| Activity |
Nothing but the lines from the one containing "of the american" to the final line of the entries should appear, copied exactly and without pictures.

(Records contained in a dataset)

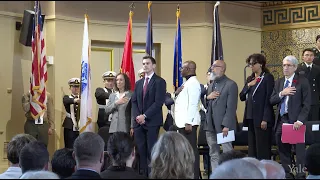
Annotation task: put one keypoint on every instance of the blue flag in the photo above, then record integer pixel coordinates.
(149, 42)
(217, 51)
(177, 78)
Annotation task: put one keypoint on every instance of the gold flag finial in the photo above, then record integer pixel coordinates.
(132, 6)
(149, 5)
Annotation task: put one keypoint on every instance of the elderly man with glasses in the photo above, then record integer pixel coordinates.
(292, 95)
(222, 100)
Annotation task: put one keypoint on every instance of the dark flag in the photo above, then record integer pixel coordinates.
(127, 63)
(217, 51)
(149, 42)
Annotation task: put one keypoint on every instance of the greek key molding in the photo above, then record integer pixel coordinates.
(291, 17)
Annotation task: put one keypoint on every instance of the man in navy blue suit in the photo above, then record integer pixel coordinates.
(146, 113)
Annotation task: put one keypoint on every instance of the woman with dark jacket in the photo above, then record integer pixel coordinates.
(258, 114)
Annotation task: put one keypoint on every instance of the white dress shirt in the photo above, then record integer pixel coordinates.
(145, 78)
(186, 110)
(289, 85)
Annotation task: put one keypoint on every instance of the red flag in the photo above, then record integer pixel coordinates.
(127, 63)
(39, 77)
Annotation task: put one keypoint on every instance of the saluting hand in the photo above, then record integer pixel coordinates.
(122, 100)
(253, 82)
(77, 100)
(288, 91)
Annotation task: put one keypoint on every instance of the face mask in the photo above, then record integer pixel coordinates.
(212, 76)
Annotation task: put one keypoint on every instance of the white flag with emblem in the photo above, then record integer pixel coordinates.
(85, 121)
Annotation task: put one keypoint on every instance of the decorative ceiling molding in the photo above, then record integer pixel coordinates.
(279, 3)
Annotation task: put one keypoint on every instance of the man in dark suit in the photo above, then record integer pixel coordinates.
(292, 95)
(317, 51)
(312, 72)
(146, 114)
(89, 156)
(222, 100)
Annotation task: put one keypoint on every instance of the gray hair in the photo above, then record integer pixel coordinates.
(39, 175)
(274, 169)
(88, 147)
(258, 164)
(292, 59)
(172, 157)
(236, 169)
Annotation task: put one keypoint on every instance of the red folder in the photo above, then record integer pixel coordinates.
(291, 136)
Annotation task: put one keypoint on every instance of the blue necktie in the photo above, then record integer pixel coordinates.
(283, 103)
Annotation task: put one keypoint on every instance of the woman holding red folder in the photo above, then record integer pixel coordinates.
(258, 114)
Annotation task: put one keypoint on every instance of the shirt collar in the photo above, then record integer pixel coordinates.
(291, 77)
(150, 76)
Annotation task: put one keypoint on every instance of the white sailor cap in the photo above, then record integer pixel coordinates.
(109, 74)
(74, 82)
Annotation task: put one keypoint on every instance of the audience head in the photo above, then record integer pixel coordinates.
(258, 164)
(122, 82)
(121, 149)
(274, 170)
(148, 64)
(289, 64)
(188, 68)
(313, 159)
(237, 169)
(62, 163)
(39, 175)
(229, 155)
(88, 150)
(218, 69)
(15, 146)
(257, 62)
(172, 157)
(34, 156)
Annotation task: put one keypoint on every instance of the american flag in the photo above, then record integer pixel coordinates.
(38, 97)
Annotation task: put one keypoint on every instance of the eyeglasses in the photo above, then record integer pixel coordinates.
(252, 64)
(185, 68)
(287, 65)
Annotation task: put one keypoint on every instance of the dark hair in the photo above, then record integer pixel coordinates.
(127, 84)
(33, 156)
(151, 58)
(308, 49)
(15, 146)
(63, 163)
(120, 147)
(229, 155)
(258, 58)
(88, 147)
(313, 159)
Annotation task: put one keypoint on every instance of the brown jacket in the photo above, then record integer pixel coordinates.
(48, 115)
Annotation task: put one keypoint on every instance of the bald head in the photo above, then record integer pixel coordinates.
(221, 63)
(188, 68)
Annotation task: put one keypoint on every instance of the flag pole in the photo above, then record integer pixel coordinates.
(79, 105)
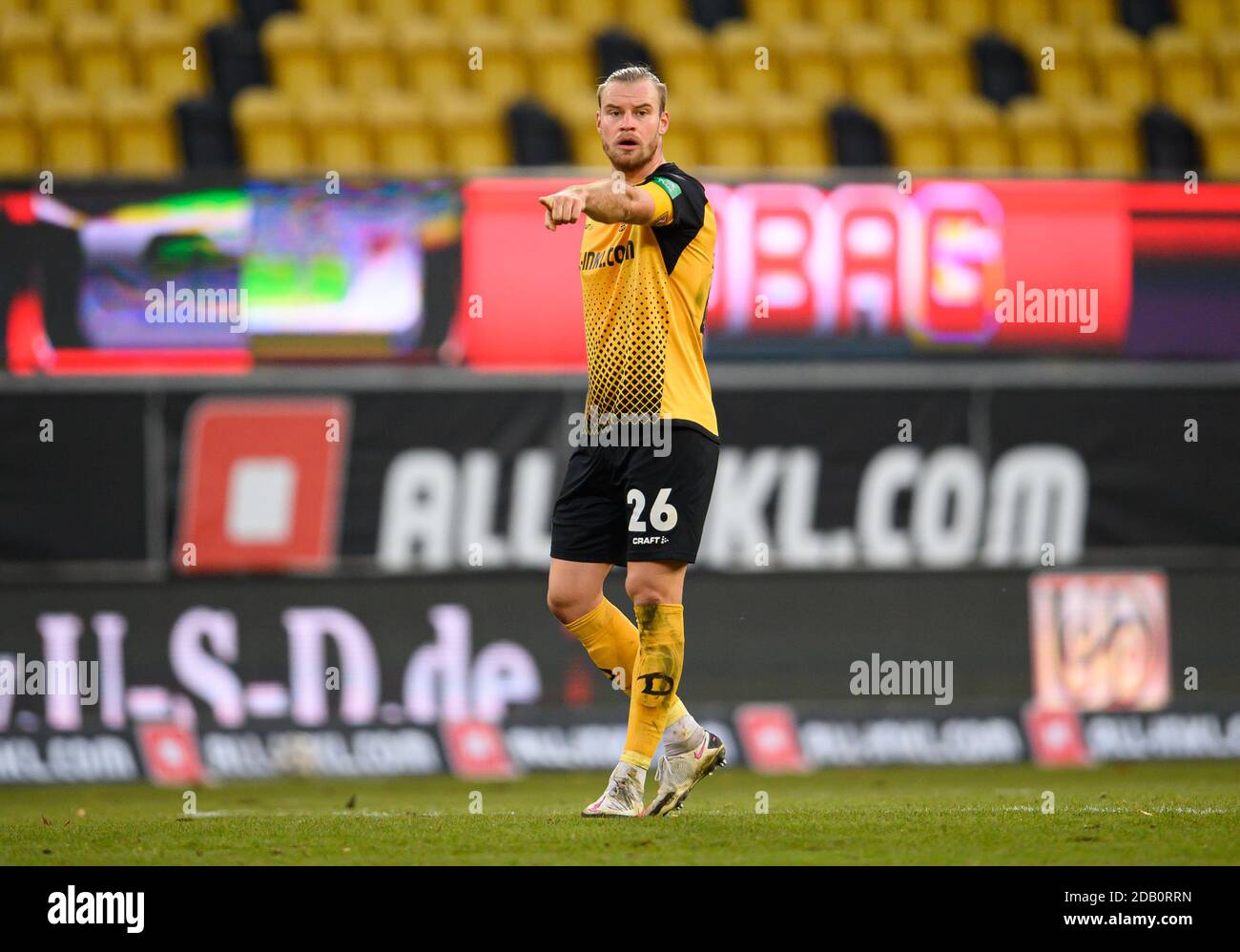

| Response to this task |
Annotation task: put one keypoint on every instance of the american flag in the photo above, then record integer pixel coordinates.
(38, 97)
Annotation task: put one keypoint on every instance of the eyeglasses in the photo above, then record integer pixel coordinates.
(252, 64)
(185, 68)
(287, 65)
Annotation task: put one keypoint on every instance of the dark hair in the photo above, then record integer pixel coordinates.
(127, 84)
(33, 156)
(151, 58)
(308, 49)
(15, 146)
(63, 163)
(120, 147)
(229, 155)
(258, 58)
(88, 147)
(313, 159)
Annotation task: put one keypoint on every instance of the brown jacket in the photo above, then record integer pixel coordinates.
(48, 115)
Annotation task: put one keypoint on every instance of the bald head in the photo above, then record integer pixel coordinates.
(221, 63)
(188, 68)
Annotation task: put one keypoint on every instance of the flag pole in the photo above, then record integer pixel coordinates.
(79, 105)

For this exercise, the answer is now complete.